▶ [Supplied text]
▬▬▬▬▬▬

I'm a bit at a loss as to what importance the length of the universe to the 
metrication discussion.  Yes, a metric unit was used and it made the number 
look and appear digestible compared to what it would be in English units.  but 
don't you think the average person on the street needs to know what the 
kilometer is before worrying about yottameters?

Priorities folks, priorities!

Jerry




________________________________
From: Bill Hooper <[email protected]>
To: U.S. Metric Association <[email protected]>
Sent: Friday, March 27, 2009 11:07:01 PM
Subject: [USMA:44134] Re: 285 yottametres



On  Mar 24 , at 1:15 AM, Pat Naughtin wrote:

I want to write:

'The Universe is approximately 285 yottametres in diameter.'

Is this correct?


There probably IS NO firmly established measurement of estimate of that 
distance. I googled diameter of the universe and found several useful sites.

▬▬▬▬▬▬

▶ [Exercises to complete]
1. Using the metrication email, say whether each statement agrees with it. Answer yes or no for each, and quote the deciding words.
(a) Jerry thinks the average person should know the kilometer before worrying about yottameters.
(b) Pat Naughtin's proposed sentence gives the Universe's diameter as 285 yottametres.
(c) The email states that a firmly established measurement of the universe's diameter exists.
2. Rewrite the paragraph of the metrication email that begins "I'm a bit at a loss" as a short bulleted list that keeps its main points.
3. Summarize the metrication email in two sentences.
Rely on nothing but the metrication email.

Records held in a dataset
▬▬▬▬▬▬

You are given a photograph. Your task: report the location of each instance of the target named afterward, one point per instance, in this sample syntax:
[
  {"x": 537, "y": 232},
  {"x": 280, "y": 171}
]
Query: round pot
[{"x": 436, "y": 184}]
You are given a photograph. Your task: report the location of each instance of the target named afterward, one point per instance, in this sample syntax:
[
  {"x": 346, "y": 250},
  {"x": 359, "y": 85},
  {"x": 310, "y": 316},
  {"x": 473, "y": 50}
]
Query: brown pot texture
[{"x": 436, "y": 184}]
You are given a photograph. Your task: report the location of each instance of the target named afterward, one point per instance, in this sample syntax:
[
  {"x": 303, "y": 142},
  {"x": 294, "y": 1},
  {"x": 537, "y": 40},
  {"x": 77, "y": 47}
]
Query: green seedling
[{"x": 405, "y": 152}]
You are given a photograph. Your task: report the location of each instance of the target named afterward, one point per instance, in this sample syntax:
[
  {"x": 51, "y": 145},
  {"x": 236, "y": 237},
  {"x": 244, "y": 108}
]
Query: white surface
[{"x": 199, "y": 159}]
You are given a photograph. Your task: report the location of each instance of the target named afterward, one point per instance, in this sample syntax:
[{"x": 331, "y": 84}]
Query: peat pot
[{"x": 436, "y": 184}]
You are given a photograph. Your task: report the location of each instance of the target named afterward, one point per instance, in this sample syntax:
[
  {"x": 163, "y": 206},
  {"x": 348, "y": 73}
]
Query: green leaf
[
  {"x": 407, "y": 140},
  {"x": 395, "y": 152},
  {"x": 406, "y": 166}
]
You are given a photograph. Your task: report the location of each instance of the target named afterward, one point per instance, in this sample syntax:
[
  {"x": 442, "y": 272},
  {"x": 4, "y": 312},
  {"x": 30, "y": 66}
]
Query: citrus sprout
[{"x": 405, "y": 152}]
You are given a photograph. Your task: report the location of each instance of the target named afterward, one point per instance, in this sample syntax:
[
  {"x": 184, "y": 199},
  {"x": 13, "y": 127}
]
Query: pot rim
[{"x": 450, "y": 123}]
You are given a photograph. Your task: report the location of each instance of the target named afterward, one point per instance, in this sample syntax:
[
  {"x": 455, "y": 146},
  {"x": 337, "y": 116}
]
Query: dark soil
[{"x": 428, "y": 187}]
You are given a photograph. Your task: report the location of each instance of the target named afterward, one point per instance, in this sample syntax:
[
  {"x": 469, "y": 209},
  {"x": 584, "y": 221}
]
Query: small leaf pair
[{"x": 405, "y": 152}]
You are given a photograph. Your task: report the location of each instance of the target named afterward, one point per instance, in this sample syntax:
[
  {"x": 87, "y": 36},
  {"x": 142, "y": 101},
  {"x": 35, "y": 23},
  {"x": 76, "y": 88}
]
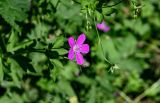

▬▬▬▬▬▬

▶ [Solutions to the problems]
1.
(a) Yes: "don't you think the average person on the street needs to know what the kilometer is before worrying about yottameters?"
(b) Yes: "'The Universe is approximately 285 yottametres in diameter.'"
(c) No: "There probably IS NO firmly established measurement"

2.
- The writer doesn't see why the length of the universe matters to the metrication discussion.
- Using a metric unit made the number look digestible compared with English units.
- The average person on the street needs to know what a kilometer is before worrying about yottameters.

3. Jerry questions what the length of the universe has to do with the metrication discussion and argues that the average person needs to know the kilometer before worrying about yottameters. In the quoted message, Pat Naughtin asks whether it is correct to write that the Universe is approximately 285 yottametres in diameter, and the reply says there is probably no firmly established measurement of that distance.